#### Bloc de texte
▼▼▼

Mes hommages, mâdâme, môssieur…

Le Seguin est mort, flanqué au sol par
une crise cardiaque, et les hommages, depuis, ne cessent plus de
pleuvoir.

Pourtant, on ne peut pas dire qu'on en
entendait beaucoup parler de son vivant, au moins dans les derniers
temps. Pour ma part, j'ai juste retenu qu'il était contre la réforme
des régions, à moins que ce ne soit le bouclier fiscal, sais plus
bien (j'opterai pour le bouclier fiscal). Il semblerait qu'on se
souvienne surtout de lui en maire d'Epinal dans les Vosges, en énième
cocu du roi des infidèles (Chichi), ou en ancien président de
l'Assemblée. Ce qui n'est déjà pas si mal me direz-vous.

▲▲▲

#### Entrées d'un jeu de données
▼▼▼

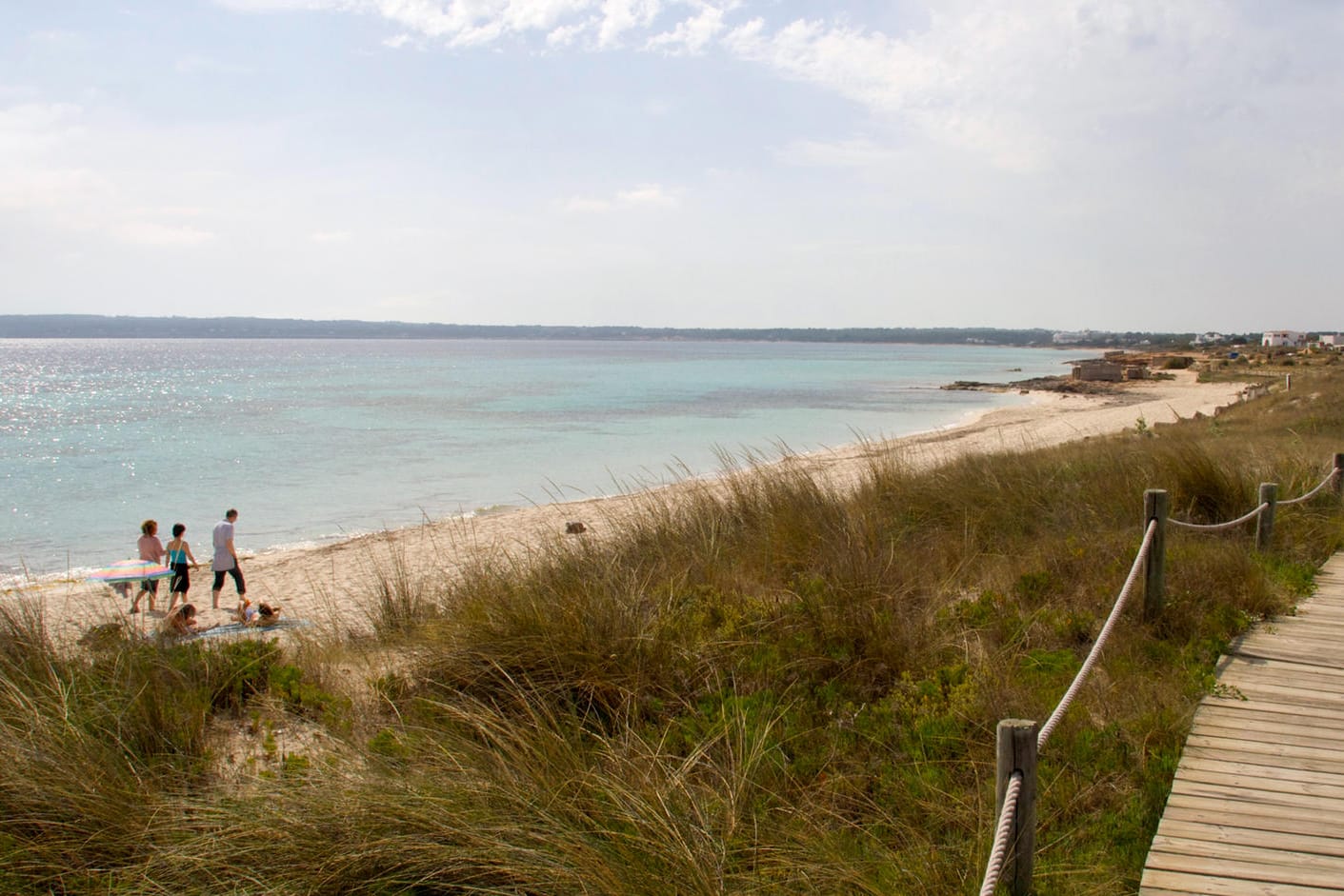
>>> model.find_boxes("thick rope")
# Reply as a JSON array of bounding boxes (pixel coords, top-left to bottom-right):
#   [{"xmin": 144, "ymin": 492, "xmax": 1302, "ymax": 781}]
[
  {"xmin": 1167, "ymin": 501, "xmax": 1263, "ymax": 532},
  {"xmin": 980, "ymin": 771, "xmax": 1021, "ymax": 896},
  {"xmin": 1279, "ymin": 468, "xmax": 1340, "ymax": 504},
  {"xmin": 1036, "ymin": 520, "xmax": 1157, "ymax": 752}
]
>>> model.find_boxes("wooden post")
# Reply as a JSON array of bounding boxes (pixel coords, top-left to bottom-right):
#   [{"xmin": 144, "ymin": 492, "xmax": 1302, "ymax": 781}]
[
  {"xmin": 1255, "ymin": 482, "xmax": 1278, "ymax": 550},
  {"xmin": 1144, "ymin": 489, "xmax": 1170, "ymax": 622},
  {"xmin": 994, "ymin": 719, "xmax": 1039, "ymax": 896}
]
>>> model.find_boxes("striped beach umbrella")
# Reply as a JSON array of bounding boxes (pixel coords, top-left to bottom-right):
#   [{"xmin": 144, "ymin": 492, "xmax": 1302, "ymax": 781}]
[{"xmin": 89, "ymin": 560, "xmax": 172, "ymax": 585}]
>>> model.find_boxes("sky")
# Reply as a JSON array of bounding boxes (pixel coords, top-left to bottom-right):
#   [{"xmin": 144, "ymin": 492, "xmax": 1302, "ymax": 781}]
[{"xmin": 0, "ymin": 0, "xmax": 1344, "ymax": 333}]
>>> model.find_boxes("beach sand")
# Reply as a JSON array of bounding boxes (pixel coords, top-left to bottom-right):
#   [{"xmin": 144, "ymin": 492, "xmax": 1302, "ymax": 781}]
[{"xmin": 15, "ymin": 370, "xmax": 1245, "ymax": 652}]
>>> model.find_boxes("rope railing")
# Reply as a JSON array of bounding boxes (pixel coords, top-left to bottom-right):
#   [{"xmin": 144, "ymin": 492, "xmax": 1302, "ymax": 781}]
[
  {"xmin": 1167, "ymin": 501, "xmax": 1269, "ymax": 532},
  {"xmin": 1036, "ymin": 520, "xmax": 1157, "ymax": 751},
  {"xmin": 980, "ymin": 771, "xmax": 1023, "ymax": 896},
  {"xmin": 980, "ymin": 454, "xmax": 1344, "ymax": 896},
  {"xmin": 1279, "ymin": 468, "xmax": 1340, "ymax": 504}
]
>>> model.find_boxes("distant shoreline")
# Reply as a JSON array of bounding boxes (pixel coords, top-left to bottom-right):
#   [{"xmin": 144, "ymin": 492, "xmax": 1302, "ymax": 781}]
[
  {"xmin": 15, "ymin": 370, "xmax": 1247, "ymax": 644},
  {"xmin": 0, "ymin": 314, "xmax": 1194, "ymax": 350}
]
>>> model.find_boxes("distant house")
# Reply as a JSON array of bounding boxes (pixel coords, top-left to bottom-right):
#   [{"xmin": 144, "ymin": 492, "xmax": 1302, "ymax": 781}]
[
  {"xmin": 1050, "ymin": 329, "xmax": 1096, "ymax": 346},
  {"xmin": 1261, "ymin": 329, "xmax": 1306, "ymax": 348},
  {"xmin": 1073, "ymin": 360, "xmax": 1125, "ymax": 383}
]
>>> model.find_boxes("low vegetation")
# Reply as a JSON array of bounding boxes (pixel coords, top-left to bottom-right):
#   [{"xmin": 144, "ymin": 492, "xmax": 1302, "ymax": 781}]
[{"xmin": 0, "ymin": 363, "xmax": 1344, "ymax": 896}]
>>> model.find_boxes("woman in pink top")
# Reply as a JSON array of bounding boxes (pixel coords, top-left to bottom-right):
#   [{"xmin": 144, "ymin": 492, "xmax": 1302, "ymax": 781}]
[{"xmin": 130, "ymin": 520, "xmax": 164, "ymax": 612}]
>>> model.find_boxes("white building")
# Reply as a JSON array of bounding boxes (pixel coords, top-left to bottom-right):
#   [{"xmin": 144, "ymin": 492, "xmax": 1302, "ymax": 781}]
[
  {"xmin": 1261, "ymin": 329, "xmax": 1306, "ymax": 348},
  {"xmin": 1050, "ymin": 329, "xmax": 1096, "ymax": 346}
]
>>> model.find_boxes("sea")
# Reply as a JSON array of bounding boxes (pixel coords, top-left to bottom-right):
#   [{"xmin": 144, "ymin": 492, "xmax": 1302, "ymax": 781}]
[{"xmin": 0, "ymin": 339, "xmax": 1065, "ymax": 587}]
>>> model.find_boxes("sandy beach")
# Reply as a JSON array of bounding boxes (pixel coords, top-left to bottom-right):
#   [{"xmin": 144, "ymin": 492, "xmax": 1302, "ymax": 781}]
[{"xmin": 15, "ymin": 370, "xmax": 1245, "ymax": 652}]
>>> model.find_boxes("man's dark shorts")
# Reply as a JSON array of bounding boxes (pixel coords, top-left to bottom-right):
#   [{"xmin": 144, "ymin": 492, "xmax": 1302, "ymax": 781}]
[{"xmin": 211, "ymin": 567, "xmax": 248, "ymax": 594}]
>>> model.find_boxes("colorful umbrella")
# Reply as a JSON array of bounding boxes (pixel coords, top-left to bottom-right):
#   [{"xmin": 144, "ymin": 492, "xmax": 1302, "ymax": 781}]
[{"xmin": 89, "ymin": 560, "xmax": 172, "ymax": 585}]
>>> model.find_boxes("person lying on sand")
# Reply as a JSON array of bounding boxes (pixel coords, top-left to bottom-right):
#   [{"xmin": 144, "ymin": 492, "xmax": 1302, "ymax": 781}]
[
  {"xmin": 229, "ymin": 598, "xmax": 279, "ymax": 626},
  {"xmin": 160, "ymin": 603, "xmax": 218, "ymax": 638}
]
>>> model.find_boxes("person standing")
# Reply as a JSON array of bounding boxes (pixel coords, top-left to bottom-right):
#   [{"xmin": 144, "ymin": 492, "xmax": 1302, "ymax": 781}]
[
  {"xmin": 130, "ymin": 520, "xmax": 164, "ymax": 612},
  {"xmin": 210, "ymin": 508, "xmax": 248, "ymax": 610},
  {"xmin": 168, "ymin": 523, "xmax": 200, "ymax": 612}
]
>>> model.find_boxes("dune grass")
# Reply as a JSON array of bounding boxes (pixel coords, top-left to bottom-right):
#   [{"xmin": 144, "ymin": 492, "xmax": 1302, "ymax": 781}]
[{"xmin": 0, "ymin": 364, "xmax": 1344, "ymax": 895}]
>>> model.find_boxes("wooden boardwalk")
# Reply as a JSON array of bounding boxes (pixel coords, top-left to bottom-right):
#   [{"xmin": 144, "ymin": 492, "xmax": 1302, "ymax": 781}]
[{"xmin": 1138, "ymin": 553, "xmax": 1344, "ymax": 896}]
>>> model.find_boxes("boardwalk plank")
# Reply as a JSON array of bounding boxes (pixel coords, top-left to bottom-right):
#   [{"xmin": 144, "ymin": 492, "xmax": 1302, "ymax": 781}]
[{"xmin": 1140, "ymin": 552, "xmax": 1344, "ymax": 896}]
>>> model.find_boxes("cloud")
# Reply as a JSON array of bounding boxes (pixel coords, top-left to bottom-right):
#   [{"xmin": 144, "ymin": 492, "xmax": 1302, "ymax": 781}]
[
  {"xmin": 113, "ymin": 220, "xmax": 215, "ymax": 246},
  {"xmin": 560, "ymin": 184, "xmax": 680, "ymax": 213},
  {"xmin": 644, "ymin": 4, "xmax": 726, "ymax": 55},
  {"xmin": 778, "ymin": 137, "xmax": 896, "ymax": 168}
]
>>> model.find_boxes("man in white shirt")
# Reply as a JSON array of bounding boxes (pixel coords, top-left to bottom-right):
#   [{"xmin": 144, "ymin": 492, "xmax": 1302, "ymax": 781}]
[{"xmin": 210, "ymin": 508, "xmax": 248, "ymax": 610}]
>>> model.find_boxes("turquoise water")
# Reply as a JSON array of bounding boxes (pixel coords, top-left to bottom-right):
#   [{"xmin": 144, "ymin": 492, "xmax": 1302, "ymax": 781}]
[{"xmin": 0, "ymin": 340, "xmax": 1063, "ymax": 578}]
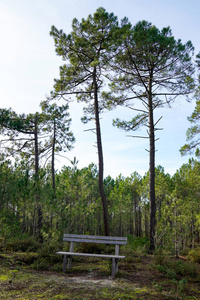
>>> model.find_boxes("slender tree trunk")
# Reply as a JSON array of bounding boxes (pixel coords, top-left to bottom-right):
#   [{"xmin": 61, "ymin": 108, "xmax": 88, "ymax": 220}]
[
  {"xmin": 51, "ymin": 120, "xmax": 56, "ymax": 190},
  {"xmin": 148, "ymin": 77, "xmax": 156, "ymax": 253},
  {"xmin": 93, "ymin": 69, "xmax": 109, "ymax": 235},
  {"xmin": 34, "ymin": 116, "xmax": 43, "ymax": 242}
]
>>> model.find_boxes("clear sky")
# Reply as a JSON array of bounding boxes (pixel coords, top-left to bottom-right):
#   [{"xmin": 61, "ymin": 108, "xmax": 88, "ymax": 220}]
[{"xmin": 0, "ymin": 0, "xmax": 200, "ymax": 178}]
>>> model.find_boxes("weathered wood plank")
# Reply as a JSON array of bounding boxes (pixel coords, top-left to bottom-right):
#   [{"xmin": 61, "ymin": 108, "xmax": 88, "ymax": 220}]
[
  {"xmin": 56, "ymin": 251, "xmax": 126, "ymax": 259},
  {"xmin": 63, "ymin": 237, "xmax": 127, "ymax": 245},
  {"xmin": 64, "ymin": 233, "xmax": 127, "ymax": 242}
]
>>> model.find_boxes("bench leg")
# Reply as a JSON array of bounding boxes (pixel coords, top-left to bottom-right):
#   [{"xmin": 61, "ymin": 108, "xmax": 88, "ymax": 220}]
[
  {"xmin": 112, "ymin": 257, "xmax": 118, "ymax": 277},
  {"xmin": 67, "ymin": 256, "xmax": 72, "ymax": 269},
  {"xmin": 63, "ymin": 255, "xmax": 68, "ymax": 273}
]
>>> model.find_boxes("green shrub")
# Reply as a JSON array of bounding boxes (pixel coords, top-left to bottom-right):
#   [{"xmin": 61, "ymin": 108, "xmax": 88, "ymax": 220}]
[
  {"xmin": 155, "ymin": 256, "xmax": 198, "ymax": 279},
  {"xmin": 4, "ymin": 235, "xmax": 41, "ymax": 252},
  {"xmin": 187, "ymin": 249, "xmax": 200, "ymax": 263}
]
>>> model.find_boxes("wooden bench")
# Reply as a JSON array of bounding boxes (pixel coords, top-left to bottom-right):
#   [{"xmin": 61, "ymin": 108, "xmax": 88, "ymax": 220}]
[{"xmin": 56, "ymin": 234, "xmax": 127, "ymax": 277}]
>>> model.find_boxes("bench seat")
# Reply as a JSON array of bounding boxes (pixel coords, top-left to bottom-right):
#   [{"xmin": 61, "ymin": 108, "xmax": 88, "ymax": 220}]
[{"xmin": 56, "ymin": 234, "xmax": 127, "ymax": 277}]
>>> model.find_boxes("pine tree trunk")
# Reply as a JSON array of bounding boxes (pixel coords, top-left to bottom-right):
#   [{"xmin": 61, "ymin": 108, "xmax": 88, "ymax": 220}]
[
  {"xmin": 148, "ymin": 77, "xmax": 156, "ymax": 253},
  {"xmin": 93, "ymin": 69, "xmax": 109, "ymax": 236},
  {"xmin": 34, "ymin": 116, "xmax": 43, "ymax": 242}
]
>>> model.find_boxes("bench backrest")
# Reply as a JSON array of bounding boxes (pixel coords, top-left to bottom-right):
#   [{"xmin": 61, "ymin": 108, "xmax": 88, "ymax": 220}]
[{"xmin": 63, "ymin": 233, "xmax": 127, "ymax": 245}]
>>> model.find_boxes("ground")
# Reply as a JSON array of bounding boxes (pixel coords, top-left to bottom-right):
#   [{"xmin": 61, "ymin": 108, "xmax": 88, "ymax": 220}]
[{"xmin": 0, "ymin": 254, "xmax": 200, "ymax": 300}]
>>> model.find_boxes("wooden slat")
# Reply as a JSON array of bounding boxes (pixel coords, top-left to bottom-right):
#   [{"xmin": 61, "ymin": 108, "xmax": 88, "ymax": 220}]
[
  {"xmin": 63, "ymin": 238, "xmax": 127, "ymax": 245},
  {"xmin": 64, "ymin": 233, "xmax": 127, "ymax": 241},
  {"xmin": 56, "ymin": 251, "xmax": 126, "ymax": 259},
  {"xmin": 63, "ymin": 234, "xmax": 127, "ymax": 245}
]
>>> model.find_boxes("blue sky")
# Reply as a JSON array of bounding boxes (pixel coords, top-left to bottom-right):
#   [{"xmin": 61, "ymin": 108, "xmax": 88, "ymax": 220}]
[{"xmin": 0, "ymin": 0, "xmax": 200, "ymax": 178}]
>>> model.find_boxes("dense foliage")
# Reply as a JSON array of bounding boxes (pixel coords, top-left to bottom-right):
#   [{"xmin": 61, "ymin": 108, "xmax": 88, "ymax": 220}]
[
  {"xmin": 0, "ymin": 160, "xmax": 200, "ymax": 254},
  {"xmin": 0, "ymin": 8, "xmax": 200, "ymax": 255}
]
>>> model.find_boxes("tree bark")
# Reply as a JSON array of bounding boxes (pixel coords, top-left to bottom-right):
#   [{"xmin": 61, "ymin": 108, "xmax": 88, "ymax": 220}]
[
  {"xmin": 34, "ymin": 115, "xmax": 43, "ymax": 242},
  {"xmin": 148, "ymin": 76, "xmax": 156, "ymax": 253},
  {"xmin": 93, "ymin": 68, "xmax": 109, "ymax": 236}
]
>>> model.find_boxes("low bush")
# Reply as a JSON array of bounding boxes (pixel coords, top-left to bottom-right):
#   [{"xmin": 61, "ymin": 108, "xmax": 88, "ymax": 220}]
[{"xmin": 187, "ymin": 249, "xmax": 200, "ymax": 263}]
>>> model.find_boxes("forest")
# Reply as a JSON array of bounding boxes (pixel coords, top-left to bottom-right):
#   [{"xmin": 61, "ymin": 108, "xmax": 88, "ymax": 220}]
[{"xmin": 0, "ymin": 7, "xmax": 200, "ymax": 299}]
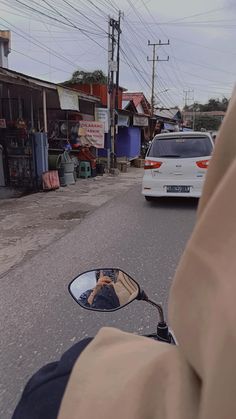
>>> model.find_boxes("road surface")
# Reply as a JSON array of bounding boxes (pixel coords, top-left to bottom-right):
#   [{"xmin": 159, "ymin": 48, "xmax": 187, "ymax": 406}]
[{"xmin": 0, "ymin": 185, "xmax": 197, "ymax": 419}]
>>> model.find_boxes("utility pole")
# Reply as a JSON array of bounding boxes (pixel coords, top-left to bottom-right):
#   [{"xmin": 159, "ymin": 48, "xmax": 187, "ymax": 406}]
[
  {"xmin": 147, "ymin": 39, "xmax": 170, "ymax": 116},
  {"xmin": 183, "ymin": 89, "xmax": 196, "ymax": 130},
  {"xmin": 183, "ymin": 89, "xmax": 194, "ymax": 107},
  {"xmin": 107, "ymin": 12, "xmax": 121, "ymax": 169}
]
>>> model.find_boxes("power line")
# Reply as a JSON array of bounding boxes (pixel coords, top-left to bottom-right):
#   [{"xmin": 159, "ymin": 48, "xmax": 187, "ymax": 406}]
[{"xmin": 0, "ymin": 17, "xmax": 87, "ymax": 67}]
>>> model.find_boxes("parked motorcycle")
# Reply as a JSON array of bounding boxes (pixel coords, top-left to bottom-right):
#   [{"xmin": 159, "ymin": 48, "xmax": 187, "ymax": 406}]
[{"xmin": 68, "ymin": 268, "xmax": 176, "ymax": 345}]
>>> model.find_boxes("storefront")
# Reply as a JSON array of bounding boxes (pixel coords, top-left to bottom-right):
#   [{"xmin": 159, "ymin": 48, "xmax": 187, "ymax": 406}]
[{"xmin": 0, "ymin": 68, "xmax": 99, "ymax": 190}]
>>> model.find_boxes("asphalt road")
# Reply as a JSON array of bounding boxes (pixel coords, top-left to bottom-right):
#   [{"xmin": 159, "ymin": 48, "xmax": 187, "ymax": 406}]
[{"xmin": 0, "ymin": 186, "xmax": 197, "ymax": 419}]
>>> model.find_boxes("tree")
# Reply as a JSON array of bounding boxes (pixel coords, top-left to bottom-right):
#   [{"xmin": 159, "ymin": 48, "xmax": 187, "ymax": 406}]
[
  {"xmin": 69, "ymin": 70, "xmax": 107, "ymax": 84},
  {"xmin": 184, "ymin": 97, "xmax": 229, "ymax": 112},
  {"xmin": 194, "ymin": 115, "xmax": 221, "ymax": 131}
]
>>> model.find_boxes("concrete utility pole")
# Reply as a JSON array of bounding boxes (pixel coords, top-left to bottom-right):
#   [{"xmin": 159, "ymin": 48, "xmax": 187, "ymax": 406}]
[
  {"xmin": 183, "ymin": 89, "xmax": 196, "ymax": 130},
  {"xmin": 108, "ymin": 11, "xmax": 122, "ymax": 169},
  {"xmin": 147, "ymin": 39, "xmax": 170, "ymax": 116},
  {"xmin": 183, "ymin": 89, "xmax": 194, "ymax": 107}
]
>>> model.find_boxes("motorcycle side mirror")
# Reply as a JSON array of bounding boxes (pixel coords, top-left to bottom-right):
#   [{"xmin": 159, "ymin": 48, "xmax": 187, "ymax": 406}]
[{"xmin": 69, "ymin": 268, "xmax": 141, "ymax": 312}]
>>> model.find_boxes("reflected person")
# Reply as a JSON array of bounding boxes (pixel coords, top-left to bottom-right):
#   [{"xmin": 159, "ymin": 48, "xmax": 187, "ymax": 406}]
[{"xmin": 79, "ymin": 273, "xmax": 120, "ymax": 310}]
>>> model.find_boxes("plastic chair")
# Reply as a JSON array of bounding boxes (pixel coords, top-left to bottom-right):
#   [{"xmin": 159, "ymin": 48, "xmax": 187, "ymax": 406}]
[{"xmin": 79, "ymin": 161, "xmax": 92, "ymax": 178}]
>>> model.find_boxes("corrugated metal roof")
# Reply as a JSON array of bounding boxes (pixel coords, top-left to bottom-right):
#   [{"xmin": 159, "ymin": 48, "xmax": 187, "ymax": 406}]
[{"xmin": 0, "ymin": 67, "xmax": 100, "ymax": 102}]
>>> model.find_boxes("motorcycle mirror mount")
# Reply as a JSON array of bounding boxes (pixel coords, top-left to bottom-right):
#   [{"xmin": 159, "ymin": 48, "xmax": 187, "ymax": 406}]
[
  {"xmin": 136, "ymin": 290, "xmax": 171, "ymax": 343},
  {"xmin": 68, "ymin": 268, "xmax": 171, "ymax": 343}
]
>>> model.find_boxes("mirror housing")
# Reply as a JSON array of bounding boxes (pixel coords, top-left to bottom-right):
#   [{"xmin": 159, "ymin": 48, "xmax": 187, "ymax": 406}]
[{"xmin": 68, "ymin": 268, "xmax": 141, "ymax": 312}]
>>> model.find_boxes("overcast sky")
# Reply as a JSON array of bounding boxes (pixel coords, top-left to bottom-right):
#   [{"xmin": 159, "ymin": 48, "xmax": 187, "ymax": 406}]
[{"xmin": 0, "ymin": 0, "xmax": 236, "ymax": 107}]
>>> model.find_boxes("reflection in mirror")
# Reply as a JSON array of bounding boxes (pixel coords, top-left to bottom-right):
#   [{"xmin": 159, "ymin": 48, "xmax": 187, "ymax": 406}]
[{"xmin": 69, "ymin": 269, "xmax": 140, "ymax": 311}]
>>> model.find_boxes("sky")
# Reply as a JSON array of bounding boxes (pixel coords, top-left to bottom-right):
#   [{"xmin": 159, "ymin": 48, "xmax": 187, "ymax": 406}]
[{"xmin": 0, "ymin": 0, "xmax": 236, "ymax": 108}]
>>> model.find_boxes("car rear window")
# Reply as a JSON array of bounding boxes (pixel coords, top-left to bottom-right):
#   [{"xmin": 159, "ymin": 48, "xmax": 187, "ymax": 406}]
[{"xmin": 148, "ymin": 136, "xmax": 213, "ymax": 158}]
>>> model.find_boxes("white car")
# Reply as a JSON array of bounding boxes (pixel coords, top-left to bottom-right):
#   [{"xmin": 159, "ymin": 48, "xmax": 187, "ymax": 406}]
[{"xmin": 142, "ymin": 132, "xmax": 214, "ymax": 201}]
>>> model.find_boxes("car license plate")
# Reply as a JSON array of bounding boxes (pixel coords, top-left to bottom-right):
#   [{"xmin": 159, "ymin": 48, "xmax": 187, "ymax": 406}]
[{"xmin": 166, "ymin": 185, "xmax": 190, "ymax": 193}]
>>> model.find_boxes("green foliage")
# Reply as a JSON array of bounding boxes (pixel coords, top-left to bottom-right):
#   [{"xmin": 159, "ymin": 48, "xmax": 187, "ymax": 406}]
[
  {"xmin": 195, "ymin": 115, "xmax": 221, "ymax": 131},
  {"xmin": 184, "ymin": 97, "xmax": 229, "ymax": 112},
  {"xmin": 69, "ymin": 70, "xmax": 107, "ymax": 84}
]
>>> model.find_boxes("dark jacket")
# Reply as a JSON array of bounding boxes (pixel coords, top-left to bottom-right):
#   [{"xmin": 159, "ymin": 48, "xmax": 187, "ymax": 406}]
[{"xmin": 79, "ymin": 285, "xmax": 120, "ymax": 310}]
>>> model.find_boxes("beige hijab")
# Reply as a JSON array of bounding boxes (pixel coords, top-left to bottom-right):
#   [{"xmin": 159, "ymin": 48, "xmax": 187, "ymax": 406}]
[{"xmin": 59, "ymin": 86, "xmax": 236, "ymax": 419}]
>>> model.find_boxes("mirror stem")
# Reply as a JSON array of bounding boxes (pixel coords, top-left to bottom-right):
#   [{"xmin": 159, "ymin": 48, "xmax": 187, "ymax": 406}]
[{"xmin": 137, "ymin": 290, "xmax": 165, "ymax": 324}]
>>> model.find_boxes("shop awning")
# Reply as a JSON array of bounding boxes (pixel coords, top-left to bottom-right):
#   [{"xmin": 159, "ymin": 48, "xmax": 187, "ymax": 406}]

▲▲▲

#### Travail demandé
a. Transcrivez le passage du texte sur la mort de Seguin qui commence aux mots "Pourtant, on ne" et s'arrête après les mots "mal me direz-vous.".
b. Traduisez en anglais la phrase suivante, tirée du texte sur la mort de Seguin : « Le Seguin est mort, flanqué au sol par une crise cardiaque, et les hommages, depuis, ne cessent plus de pleuvoir. »

#### Résultats finaux
a.
Pourtant, on ne peut pas dire qu'on en
entendait beaucoup parler de son vivant, au moins dans les derniers
temps. Pour ma part, j'ai juste retenu qu'il était contre la réforme
des régions, à moins que ce ne soit le bouclier fiscal, sais plus
bien (j'opterai pour le bouclier fiscal). Il semblerait qu'on se
souvienne surtout de lui en maire d'Epinal dans les Vosges, en énième
cocu du roi des infidèles (Chichi), ou en ancien président de
l'Assemblée. Ce qui n'est déjà pas si mal me direz-vous.

b. Seguin is dead, knocked to the ground by a heart attack, and since then the tributes have not stopped pouring in.